**TASK DESCRIPTION:**
Output, word for word, the lines of this listing that fall between the line with "Check that every instance of the black snow" and the line with "Check that every instance of the black winter", counting both of those lines, and no others.

**RECORDED INFORMATION:**
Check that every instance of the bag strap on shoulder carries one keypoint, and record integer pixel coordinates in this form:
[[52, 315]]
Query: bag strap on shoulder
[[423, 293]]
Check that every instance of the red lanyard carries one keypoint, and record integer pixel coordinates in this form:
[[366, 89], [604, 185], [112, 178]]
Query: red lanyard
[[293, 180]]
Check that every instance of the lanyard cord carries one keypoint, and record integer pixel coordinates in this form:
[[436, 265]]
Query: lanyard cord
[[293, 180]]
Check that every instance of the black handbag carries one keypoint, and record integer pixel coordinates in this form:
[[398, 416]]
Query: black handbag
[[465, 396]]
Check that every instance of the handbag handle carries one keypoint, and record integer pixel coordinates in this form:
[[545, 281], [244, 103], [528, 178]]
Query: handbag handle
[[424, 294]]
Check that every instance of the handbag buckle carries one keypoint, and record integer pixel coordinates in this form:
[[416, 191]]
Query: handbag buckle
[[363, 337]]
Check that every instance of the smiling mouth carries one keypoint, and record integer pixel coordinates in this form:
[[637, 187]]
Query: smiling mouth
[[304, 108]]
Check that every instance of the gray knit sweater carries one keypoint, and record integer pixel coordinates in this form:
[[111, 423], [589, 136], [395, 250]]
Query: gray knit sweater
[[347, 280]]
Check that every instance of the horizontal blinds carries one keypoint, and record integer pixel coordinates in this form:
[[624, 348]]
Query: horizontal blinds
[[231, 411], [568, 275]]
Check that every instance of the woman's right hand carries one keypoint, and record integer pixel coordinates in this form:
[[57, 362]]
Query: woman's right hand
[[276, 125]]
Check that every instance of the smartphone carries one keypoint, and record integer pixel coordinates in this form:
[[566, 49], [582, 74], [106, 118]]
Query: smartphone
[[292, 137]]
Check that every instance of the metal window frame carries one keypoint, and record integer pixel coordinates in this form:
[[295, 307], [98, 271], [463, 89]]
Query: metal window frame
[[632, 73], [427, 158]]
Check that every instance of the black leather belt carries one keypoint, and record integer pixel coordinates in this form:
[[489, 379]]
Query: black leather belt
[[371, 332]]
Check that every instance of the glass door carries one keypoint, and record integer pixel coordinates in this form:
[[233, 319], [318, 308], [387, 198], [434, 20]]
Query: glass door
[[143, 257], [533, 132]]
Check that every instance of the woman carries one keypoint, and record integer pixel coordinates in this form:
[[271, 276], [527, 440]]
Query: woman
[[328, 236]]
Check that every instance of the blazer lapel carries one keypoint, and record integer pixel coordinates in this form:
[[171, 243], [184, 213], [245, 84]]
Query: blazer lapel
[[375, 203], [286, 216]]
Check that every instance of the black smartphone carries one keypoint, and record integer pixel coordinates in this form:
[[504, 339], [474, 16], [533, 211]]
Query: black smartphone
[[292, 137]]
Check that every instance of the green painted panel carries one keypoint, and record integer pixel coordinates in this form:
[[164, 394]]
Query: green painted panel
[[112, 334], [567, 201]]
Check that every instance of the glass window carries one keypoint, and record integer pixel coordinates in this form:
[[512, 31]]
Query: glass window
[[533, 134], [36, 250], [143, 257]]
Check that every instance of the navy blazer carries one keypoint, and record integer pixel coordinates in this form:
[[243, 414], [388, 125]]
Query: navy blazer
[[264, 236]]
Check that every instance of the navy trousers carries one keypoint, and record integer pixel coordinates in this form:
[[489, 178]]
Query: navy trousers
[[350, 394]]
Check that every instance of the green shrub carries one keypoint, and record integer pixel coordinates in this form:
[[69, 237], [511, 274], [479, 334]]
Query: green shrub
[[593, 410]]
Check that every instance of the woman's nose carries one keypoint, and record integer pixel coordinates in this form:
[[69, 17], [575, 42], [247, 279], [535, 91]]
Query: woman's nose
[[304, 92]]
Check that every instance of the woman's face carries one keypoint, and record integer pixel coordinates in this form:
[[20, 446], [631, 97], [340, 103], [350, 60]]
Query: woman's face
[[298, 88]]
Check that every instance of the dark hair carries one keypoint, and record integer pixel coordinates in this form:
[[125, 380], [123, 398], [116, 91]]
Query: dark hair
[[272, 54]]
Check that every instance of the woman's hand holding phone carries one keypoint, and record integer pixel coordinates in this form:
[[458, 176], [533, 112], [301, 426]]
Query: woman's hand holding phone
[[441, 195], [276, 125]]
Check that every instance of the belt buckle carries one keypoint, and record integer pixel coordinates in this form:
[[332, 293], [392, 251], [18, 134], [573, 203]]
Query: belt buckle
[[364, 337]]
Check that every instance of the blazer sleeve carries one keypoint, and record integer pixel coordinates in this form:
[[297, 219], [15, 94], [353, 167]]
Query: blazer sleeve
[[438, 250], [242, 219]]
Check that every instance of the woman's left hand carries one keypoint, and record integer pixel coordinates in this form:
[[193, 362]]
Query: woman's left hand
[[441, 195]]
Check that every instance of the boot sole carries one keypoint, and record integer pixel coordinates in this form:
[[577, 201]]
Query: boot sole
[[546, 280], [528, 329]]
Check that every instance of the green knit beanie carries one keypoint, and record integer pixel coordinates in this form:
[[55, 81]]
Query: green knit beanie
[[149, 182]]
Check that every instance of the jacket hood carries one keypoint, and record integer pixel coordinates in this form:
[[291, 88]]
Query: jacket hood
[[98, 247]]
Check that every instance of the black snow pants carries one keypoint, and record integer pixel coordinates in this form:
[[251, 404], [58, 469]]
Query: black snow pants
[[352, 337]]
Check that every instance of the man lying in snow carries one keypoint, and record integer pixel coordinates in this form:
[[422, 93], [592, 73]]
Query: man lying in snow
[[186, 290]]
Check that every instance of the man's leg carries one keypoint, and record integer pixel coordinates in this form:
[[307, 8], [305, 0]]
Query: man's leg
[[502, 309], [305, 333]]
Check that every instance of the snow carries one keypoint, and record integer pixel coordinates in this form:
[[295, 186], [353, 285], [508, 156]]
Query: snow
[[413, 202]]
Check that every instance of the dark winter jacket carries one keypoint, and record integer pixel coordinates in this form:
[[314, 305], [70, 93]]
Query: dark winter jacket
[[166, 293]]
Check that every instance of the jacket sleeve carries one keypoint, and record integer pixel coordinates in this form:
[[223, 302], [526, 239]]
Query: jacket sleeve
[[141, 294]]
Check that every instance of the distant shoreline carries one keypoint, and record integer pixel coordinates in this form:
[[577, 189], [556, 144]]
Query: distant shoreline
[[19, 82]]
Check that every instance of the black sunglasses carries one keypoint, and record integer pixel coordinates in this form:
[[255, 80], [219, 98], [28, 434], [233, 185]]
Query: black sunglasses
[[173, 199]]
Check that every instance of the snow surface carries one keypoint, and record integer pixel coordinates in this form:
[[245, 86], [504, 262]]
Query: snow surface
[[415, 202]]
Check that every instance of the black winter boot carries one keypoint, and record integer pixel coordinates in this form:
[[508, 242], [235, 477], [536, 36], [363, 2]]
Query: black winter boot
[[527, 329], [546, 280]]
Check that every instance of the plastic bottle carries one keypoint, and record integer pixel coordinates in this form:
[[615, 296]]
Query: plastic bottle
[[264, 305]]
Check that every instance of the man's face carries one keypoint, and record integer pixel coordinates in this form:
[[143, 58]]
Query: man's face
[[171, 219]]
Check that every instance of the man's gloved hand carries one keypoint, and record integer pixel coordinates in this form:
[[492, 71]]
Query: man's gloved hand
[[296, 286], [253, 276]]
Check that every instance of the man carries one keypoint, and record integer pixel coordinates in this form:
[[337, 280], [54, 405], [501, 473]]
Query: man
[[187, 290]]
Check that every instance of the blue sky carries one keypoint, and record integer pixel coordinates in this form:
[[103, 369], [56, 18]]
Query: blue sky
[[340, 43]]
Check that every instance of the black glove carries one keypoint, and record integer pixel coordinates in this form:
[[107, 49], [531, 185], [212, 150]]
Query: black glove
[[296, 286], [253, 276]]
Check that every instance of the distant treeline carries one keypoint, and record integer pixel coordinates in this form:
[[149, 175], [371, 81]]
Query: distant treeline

**EXERCISE RESULT:**
Check that every instance of the black snow pants carries one keypoint, and record integer pixel coordinates in this form:
[[251, 404], [58, 469]]
Query: black snow pants
[[352, 337]]
Check that every instance of the man lying in snow carries one keypoint, and record integer pixel coordinates in this form:
[[422, 93], [592, 73]]
Query: man lying in snow
[[186, 290]]
Check that every instance of the man's leg carries one keypoint, and record integer pixel coordinates in this form:
[[307, 8], [305, 0]]
Query: man's leg
[[502, 309], [305, 333]]
Check that every instance of the snow carries one keypoint, and record integer pixel coordinates in this form:
[[295, 186], [353, 285], [508, 156]]
Query: snow
[[413, 202]]
Check that every instance of the dark winter jacket carries one keypoint, and record integer pixel coordinates in this form:
[[314, 305], [70, 93]]
Query: dark winter jacket
[[166, 293]]
Check that every instance of the jacket sleeve carries one keypoint, and record integer pixel coordinates in this form:
[[223, 302], [526, 239]]
Query: jacket sleeve
[[141, 294]]
Check that every instance of the distant shoreline carries one keypoint, and record integer pixel coordinates in this form:
[[577, 189], [556, 144]]
Query: distant shoreline
[[19, 82]]
Check that every instance of the black sunglasses carries one keypoint, and record integer pixel coordinates in this form:
[[255, 80], [219, 98], [28, 434], [233, 185]]
Query: black sunglasses
[[173, 199]]
Check that every instance of the snow surface carries one keypoint, and record integer pixel coordinates in this form:
[[245, 86], [504, 262]]
Query: snow surface
[[415, 202]]
Check that every instance of the black winter boot carries one keypoint, and record integer pixel coordinates in this form:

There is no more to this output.